_INSTRUCTION_
The entries below are to be written out again without alteration.

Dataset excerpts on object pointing
════
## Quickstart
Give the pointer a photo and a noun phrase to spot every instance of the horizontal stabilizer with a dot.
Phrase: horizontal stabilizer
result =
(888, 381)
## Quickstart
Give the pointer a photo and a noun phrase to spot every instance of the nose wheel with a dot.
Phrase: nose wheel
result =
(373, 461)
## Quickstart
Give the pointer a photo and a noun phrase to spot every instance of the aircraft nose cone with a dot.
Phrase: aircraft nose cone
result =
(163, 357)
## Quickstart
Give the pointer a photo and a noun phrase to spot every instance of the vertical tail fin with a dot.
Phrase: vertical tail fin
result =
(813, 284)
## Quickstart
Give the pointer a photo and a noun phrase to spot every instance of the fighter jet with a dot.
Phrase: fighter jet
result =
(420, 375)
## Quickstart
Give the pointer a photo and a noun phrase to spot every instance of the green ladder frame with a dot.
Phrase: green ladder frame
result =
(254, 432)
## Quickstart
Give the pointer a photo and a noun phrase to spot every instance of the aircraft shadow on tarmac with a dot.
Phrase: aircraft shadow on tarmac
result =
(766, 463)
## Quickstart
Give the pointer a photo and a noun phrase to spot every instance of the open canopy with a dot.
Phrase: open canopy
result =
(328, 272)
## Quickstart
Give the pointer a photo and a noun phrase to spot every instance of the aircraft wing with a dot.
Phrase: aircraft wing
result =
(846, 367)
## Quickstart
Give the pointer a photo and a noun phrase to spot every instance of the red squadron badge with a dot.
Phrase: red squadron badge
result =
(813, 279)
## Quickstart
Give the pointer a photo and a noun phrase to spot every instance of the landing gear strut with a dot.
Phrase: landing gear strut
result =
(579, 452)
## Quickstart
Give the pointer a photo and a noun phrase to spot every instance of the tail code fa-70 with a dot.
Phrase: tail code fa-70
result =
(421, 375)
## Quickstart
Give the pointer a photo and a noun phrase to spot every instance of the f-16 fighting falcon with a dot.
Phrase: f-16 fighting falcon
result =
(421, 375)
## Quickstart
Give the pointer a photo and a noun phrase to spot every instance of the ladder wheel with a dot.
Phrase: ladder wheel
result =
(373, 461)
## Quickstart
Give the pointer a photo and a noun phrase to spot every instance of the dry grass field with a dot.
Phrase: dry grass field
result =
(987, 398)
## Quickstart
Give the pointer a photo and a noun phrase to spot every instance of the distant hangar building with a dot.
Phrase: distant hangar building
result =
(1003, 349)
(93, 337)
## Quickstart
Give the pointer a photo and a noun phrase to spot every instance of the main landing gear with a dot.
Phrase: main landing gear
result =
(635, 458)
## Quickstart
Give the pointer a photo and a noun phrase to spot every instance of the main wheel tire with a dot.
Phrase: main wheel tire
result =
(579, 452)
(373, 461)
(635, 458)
════
_ANSWER TO THE TASK_
## Quickstart
Give the pointer a photo and a noun phrase to spot every instance of the horizontal stabilizer with a dot.
Phrase: horizontal stabilizer
result =
(888, 381)
## Quickstart
Give the pointer a photo and a noun phrase to spot every instance of the nose wheel with a dot.
Phrase: nose wheel
result =
(373, 461)
## Quickstart
Give the pointer a photo and a noun phrase to spot every instance of the aircraft nose cone with a dot.
Phrase: aircraft nose cone
result =
(163, 357)
## Quickstart
Give the pointer a photo and a noun phrase to spot every instance of the vertical tail fin with a dot.
Phrase: vertical tail fin
result =
(813, 284)
## Quickstart
Give the pointer a photo and a noun phrase to spot every instance of the fighter jet with a dot.
Phrase: fighter jet
result =
(420, 375)
## Quickstart
Give the pointer a photo and a noun phrase to spot every instance of the green ladder frame with a dot.
Phrase: green ladder frame
result =
(254, 432)
## Quickstart
Give the pointer a photo and a noun phrase to spot every instance of the aircraft shadow on tarmac with a dot.
Phrase: aircraft shadow on tarmac
result =
(766, 463)
## Quickstart
Give the pointer a photo and a noun phrase to spot every instance of the open canopy with a dot.
Phrase: open canopy
result =
(328, 272)
## Quickstart
Give the pointer a photo and a noun phrase to spot every instance of the aircraft wing with a dot.
Phrase: aircraft wing
result =
(846, 367)
## Quickstart
Give the pointer a photo and a noun phrase to spot every instance of the red squadron badge with a dot.
Phrase: red squadron badge
result =
(813, 279)
## Quickstart
Give the pointer a photo and a noun phrase to spot every instance of the landing gear strut with a dot.
Phrase: landing gear strut
result =
(579, 452)
## Quickstart
Give the pointer a photo and a noun phrase to spot every instance of the tail code fa-70 with a dot.
Phrase: tail code fa-70
result =
(421, 375)
## Quickstart
Give the pointer a photo and a noun phrase to spot every instance of the f-16 fighting falcon with a dot.
Phrase: f-16 fighting falcon
result =
(421, 375)
## Quickstart
Give the pointer a photo and a noun phrase to spot every instance of the ladder wheel with a dot.
Phrase: ladder wheel
result =
(373, 461)
## Quickstart
Give the pointer a photo and a noun phrase to spot every instance of the dry grass field with a dot.
Phrase: dry grass field
result =
(987, 398)
## Quickstart
Give the pointer a photo and a noun phrase to spot every instance of the distant hangar building with a dot.
Phrase: distant hangar building
result =
(1003, 349)
(93, 337)
## Quickstart
Give the pointer a photo and a noun phrase to spot every instance of the main landing gear with a dot.
Phrase: main landing gear
result =
(635, 458)
## Quickstart
Give the pointer a photo and a noun phrase to spot every instance of the main wheel tire with a dot.
Phrase: main wheel tire
result =
(579, 452)
(373, 461)
(635, 458)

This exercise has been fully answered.